[Work to be completed]:
Rewrite the data below with every "innermost point" changed to "central point" and nothing else altered, and leave the pictures out.
#####
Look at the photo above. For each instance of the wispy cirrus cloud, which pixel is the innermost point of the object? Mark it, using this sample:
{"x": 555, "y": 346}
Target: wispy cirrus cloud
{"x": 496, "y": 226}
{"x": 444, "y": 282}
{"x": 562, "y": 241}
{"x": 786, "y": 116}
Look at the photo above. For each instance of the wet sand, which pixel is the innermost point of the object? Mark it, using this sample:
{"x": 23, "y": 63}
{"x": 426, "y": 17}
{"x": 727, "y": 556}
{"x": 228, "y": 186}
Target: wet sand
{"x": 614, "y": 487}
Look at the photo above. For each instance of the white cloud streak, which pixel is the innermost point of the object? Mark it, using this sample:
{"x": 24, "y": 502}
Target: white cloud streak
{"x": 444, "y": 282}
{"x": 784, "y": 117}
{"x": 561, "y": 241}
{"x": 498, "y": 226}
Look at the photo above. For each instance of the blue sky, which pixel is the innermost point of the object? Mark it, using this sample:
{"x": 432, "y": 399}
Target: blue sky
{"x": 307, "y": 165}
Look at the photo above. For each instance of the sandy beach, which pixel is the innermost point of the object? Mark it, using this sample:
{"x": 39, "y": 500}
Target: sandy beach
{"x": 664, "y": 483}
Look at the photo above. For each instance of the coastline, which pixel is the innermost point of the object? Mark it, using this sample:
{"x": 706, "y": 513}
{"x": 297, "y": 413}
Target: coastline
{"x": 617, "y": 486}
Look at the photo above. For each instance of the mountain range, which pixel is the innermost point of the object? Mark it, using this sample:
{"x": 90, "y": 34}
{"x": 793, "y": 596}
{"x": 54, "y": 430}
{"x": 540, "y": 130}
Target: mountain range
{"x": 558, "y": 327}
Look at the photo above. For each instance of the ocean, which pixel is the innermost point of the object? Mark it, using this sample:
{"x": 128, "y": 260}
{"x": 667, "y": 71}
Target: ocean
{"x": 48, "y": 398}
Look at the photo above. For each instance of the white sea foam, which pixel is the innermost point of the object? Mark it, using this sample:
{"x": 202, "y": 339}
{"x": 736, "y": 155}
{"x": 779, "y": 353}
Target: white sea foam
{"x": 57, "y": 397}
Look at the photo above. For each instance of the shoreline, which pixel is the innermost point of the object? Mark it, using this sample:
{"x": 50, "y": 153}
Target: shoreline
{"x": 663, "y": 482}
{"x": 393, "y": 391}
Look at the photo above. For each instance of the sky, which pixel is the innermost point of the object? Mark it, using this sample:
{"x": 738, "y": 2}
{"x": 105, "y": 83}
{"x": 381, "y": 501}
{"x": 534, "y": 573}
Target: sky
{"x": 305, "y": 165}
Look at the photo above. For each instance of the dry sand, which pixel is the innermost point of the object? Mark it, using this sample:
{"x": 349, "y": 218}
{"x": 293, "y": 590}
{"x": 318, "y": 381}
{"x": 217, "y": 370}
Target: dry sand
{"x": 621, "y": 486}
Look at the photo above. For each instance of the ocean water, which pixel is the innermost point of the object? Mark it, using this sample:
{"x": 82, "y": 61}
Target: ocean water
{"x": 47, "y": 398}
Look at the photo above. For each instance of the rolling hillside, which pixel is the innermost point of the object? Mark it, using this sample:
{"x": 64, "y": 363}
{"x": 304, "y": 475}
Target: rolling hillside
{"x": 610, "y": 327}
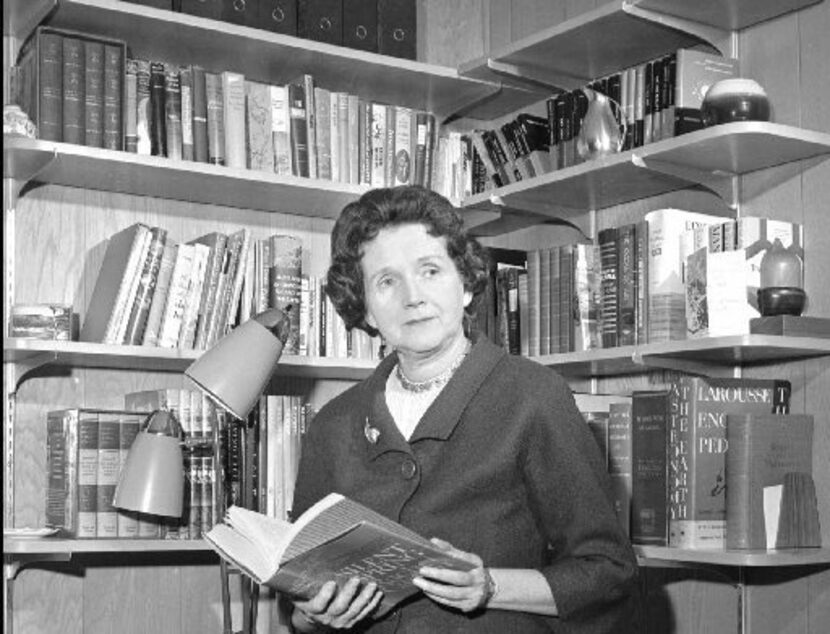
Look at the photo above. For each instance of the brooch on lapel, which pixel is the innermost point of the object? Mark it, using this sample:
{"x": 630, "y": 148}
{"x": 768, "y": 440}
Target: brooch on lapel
#####
[Answer to the task]:
Look at the photo above. For each instance of the wispy cirrus cloud, which pixel is the central point of the object? Mark it, using this sample:
{"x": 555, "y": 346}
Target: wispy cirrus cloud
{"x": 496, "y": 226}
{"x": 444, "y": 282}
{"x": 562, "y": 241}
{"x": 786, "y": 116}
Look at the photo above. For each instance of the wet sand, which pixel is the central point of the object? Mark it, using this sample:
{"x": 23, "y": 63}
{"x": 426, "y": 17}
{"x": 727, "y": 556}
{"x": 228, "y": 186}
Target: wet sand
{"x": 614, "y": 487}
Look at the photo above. For each instance of the white cloud streak, which pixel is the central point of the object? Mark it, using this sample:
{"x": 24, "y": 502}
Target: white cloud streak
{"x": 444, "y": 282}
{"x": 784, "y": 117}
{"x": 561, "y": 241}
{"x": 498, "y": 226}
Look at the photo above. For each instance of the blue sky, which pixel is the central point of the object? Mark it, using this sample:
{"x": 432, "y": 399}
Target: blue sky
{"x": 307, "y": 165}
Look at the photo above. For each instance of the sandy beach, which pixel is the central point of the object? Mark it, using this sample:
{"x": 39, "y": 500}
Target: sandy beach
{"x": 664, "y": 483}
Look at the photo above. For each instance of the coastline, which pixel is the central point of the object? Mark it, using this sample:
{"x": 706, "y": 513}
{"x": 297, "y": 413}
Target: coastline
{"x": 617, "y": 486}
Look at the photo above. For each instance of the mountain range, which pixel is the central point of the object? Mark it, using this sample:
{"x": 90, "y": 34}
{"x": 793, "y": 596}
{"x": 54, "y": 430}
{"x": 540, "y": 130}
Target: mountain range
{"x": 558, "y": 327}
Look at the photo above. For each instance of the ocean, which pixel is the central point of the object? Mark it, using this sample:
{"x": 128, "y": 260}
{"x": 667, "y": 71}
Target: ocean
{"x": 48, "y": 398}
Look at the photo above. For each instance of the white sea foam, which pixel is the central point of the object? Mark it, using this sample:
{"x": 202, "y": 339}
{"x": 736, "y": 155}
{"x": 779, "y": 353}
Target: white sea foam
{"x": 57, "y": 397}
Look at the photo above. For each instance of the shoreline, which pixel is the central point of the object? Mark it, using this sample:
{"x": 50, "y": 153}
Target: shoreline
{"x": 663, "y": 482}
{"x": 393, "y": 391}
Look at the photo above. For each instance of the sky, which pixel is the central point of the object? Mark it, using this sample:
{"x": 738, "y": 2}
{"x": 105, "y": 83}
{"x": 381, "y": 501}
{"x": 534, "y": 573}
Target: sky
{"x": 305, "y": 165}
Look at the photo above. For each instance of the dry sand, which pixel is the central point of the object? Mark it, using this sample:
{"x": 349, "y": 218}
{"x": 293, "y": 590}
{"x": 318, "y": 381}
{"x": 217, "y": 370}
Target: dry sand
{"x": 621, "y": 486}
Look at the photo above. For each instance of the ocean water, which pixel is the central point of the object? Mark it, using this sample:
{"x": 82, "y": 61}
Target: ocean water
{"x": 47, "y": 398}
Look at the photo above. For each instance of the rolling hillside, which pixel is the central point of the object? Mark it, using this sample:
{"x": 64, "y": 363}
{"x": 304, "y": 475}
Target: rolling hillside
{"x": 610, "y": 327}
Look at the photo above. For each instance of the brooch on lapel, which pixel is the central point of the object? Mark it, using this sample:
{"x": 630, "y": 148}
{"x": 768, "y": 440}
Target: brooch on lapel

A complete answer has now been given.